━━━━━ Article ━━━━━

This is where a crow tried to take my camera--their friggin' huge like in Resident Evil. As you can see, I left my razors at the gym again. See the mud? thats from a week ago, the stuff just doesn't dry here. In 4 months it'll be 140 degrees, that'll dry that mutha out. I have a 3 day OSHA class tomarrow, another notch in my resume, woo-hoo! I get to sleep in to 6am. Thats what time I used to go to bed. Any change of scenery is cool, actually looking forward to eating someplace where I haven't had my last 423 meals.....I was pretty busy today, but I had my camera and took random shots so you can feel like you've been to Iraq vicariously. oooh! Matt wrote a big word!


Ok, I apologize. I just appreciate a good mullet, thats all. Funny thing is that my hair wasn't that far from his. Mine was feathered much better and had natural waves, tho'. My daughter saw some pictures of me back then and said I looked like Uncle Jessie from Full House. Which dork was that? I gotta go- every time I type I get closer to this guys ass.

I'm too sexy for this shirt....so sexy it hurts.......


This is Corlin, he's my supervisor. He's either modeling for a shampoo commercial or taunting a bull with his shirt, not sure. He looks like he's in deep thought, but I know thats not possible.

Can't play QUARTERS anymore....

━━━━━ Record excerpts ━━━━━

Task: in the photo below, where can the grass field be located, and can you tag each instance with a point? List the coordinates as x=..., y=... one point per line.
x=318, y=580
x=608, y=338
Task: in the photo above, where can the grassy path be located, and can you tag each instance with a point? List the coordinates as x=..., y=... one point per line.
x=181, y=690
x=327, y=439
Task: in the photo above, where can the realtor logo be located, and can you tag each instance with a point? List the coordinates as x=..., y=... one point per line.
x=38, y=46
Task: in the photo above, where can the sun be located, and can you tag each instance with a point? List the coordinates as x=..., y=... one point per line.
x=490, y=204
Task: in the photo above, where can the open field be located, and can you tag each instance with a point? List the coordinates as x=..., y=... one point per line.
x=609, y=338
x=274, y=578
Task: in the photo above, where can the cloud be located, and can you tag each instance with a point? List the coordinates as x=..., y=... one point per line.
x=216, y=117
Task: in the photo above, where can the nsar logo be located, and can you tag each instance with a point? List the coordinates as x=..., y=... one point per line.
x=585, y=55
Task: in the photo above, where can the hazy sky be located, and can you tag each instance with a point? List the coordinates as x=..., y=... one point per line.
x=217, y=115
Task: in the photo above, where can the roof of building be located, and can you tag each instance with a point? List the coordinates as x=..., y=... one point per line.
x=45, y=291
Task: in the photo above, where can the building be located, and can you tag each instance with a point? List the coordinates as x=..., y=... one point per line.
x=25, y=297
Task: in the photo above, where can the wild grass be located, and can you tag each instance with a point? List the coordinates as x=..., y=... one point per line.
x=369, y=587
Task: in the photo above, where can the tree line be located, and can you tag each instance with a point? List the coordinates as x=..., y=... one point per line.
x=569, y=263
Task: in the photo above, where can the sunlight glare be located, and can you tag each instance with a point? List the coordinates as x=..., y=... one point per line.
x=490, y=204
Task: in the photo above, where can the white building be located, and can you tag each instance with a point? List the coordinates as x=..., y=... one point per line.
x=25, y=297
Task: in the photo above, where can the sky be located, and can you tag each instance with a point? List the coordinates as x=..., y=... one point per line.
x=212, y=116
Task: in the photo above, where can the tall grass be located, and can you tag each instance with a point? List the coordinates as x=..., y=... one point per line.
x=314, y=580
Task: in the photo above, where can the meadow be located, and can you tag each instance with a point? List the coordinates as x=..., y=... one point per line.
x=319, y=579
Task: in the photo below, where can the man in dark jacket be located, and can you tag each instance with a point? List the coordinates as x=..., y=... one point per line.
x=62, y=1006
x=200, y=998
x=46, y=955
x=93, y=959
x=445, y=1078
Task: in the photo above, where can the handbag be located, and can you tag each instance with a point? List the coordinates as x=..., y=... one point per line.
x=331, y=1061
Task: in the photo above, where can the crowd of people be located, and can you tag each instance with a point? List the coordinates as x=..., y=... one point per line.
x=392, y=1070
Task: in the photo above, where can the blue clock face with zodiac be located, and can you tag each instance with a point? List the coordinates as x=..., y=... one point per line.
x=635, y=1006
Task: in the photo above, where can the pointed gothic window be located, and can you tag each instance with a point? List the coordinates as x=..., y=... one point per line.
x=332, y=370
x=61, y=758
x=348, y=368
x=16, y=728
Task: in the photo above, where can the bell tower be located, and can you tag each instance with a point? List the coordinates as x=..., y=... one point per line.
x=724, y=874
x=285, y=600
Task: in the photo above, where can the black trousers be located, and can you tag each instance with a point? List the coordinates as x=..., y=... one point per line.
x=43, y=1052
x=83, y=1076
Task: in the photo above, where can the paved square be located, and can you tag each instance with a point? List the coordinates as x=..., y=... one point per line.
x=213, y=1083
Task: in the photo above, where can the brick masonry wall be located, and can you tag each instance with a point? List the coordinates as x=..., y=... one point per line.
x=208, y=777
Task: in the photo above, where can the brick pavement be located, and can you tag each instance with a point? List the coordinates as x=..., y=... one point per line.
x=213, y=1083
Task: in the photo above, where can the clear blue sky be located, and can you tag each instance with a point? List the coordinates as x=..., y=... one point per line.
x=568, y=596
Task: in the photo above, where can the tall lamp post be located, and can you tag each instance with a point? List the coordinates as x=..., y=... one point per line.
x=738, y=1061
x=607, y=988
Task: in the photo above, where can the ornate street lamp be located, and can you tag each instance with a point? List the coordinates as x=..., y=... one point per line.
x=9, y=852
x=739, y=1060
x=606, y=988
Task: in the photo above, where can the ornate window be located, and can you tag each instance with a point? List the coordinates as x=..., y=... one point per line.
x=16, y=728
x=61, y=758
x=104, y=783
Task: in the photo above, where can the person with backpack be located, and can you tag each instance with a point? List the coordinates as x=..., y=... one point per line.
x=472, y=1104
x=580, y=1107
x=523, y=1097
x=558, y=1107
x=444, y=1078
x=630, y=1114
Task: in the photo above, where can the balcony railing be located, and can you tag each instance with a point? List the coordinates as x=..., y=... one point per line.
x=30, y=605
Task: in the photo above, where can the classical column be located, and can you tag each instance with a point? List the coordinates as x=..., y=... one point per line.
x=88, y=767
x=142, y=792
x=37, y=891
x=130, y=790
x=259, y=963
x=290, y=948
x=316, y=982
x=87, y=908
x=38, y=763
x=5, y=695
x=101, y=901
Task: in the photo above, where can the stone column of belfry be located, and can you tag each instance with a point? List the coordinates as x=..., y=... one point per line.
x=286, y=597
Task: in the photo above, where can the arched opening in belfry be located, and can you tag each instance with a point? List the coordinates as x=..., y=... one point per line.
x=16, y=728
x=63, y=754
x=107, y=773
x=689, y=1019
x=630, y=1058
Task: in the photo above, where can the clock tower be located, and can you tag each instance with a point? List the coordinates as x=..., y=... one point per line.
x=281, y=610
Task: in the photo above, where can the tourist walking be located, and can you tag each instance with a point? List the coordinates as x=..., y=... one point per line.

━━━━━

### Given instruction A
What is Corlin's role, according to the blog post?
### Given instruction B
Duplicate the blog post from "I'm too sexy" up to and including "thats not possible.".
### Given instruction C
List every number in the blog post that is written in digits, along with the word it goes with.
The entries have no connection to the blog post.

### Right answer A
He is the writer's supervisor.

### Right answer B
I'm too sexy for this shirt....so sexy it hurts.......


This is Corlin, he's my supervisor. He's either modeling for a shampoo commercial or taunting a bull with his shirt, not sure. He looks like he's in deep thought, but I know thats not possible.

### Right answer C
4 months, 140 degrees, 3 day, 6am, 423 meals